**REQUEST:** Filter the items below down to the lines that contain the string "point", and copy each of those lines unchanged.
BEGIN ENTRIES
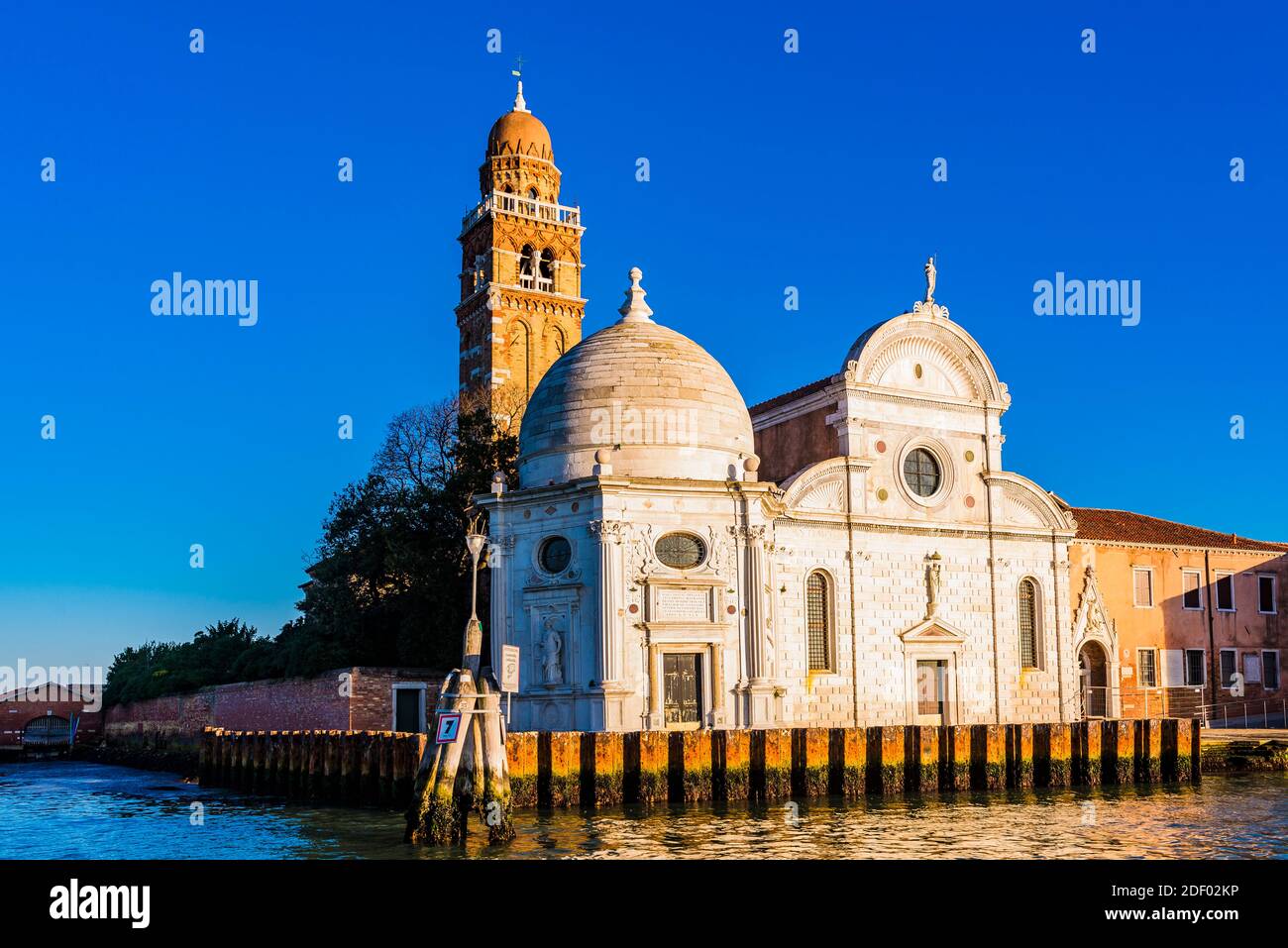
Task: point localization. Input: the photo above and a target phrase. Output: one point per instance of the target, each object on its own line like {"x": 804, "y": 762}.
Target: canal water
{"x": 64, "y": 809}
END ENTRIES
BEGIN ENTRIES
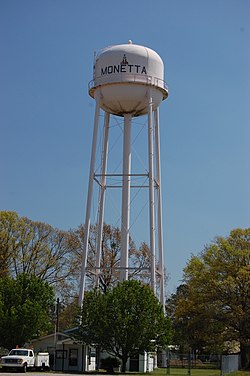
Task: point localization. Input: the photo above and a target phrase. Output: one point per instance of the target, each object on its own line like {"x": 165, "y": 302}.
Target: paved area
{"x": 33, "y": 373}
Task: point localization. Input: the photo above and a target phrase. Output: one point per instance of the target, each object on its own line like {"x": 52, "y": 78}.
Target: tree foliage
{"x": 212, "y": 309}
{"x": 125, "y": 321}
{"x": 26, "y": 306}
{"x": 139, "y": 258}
END ENTRIES
**EXPECTED ANSWER:**
Task: point localization. Input: the photo above and a target phrase. Output: one point per instance of the target, each object on its own line like {"x": 804, "y": 762}.
Task: point localization. Input: the photo above and a target phrase. Output: one point per instance of the target, each object on its own line like {"x": 165, "y": 302}.
Task: point localization. Input: the photo above and a target phrase. Output: one point per instance of the target, each object on its own line like {"x": 52, "y": 78}.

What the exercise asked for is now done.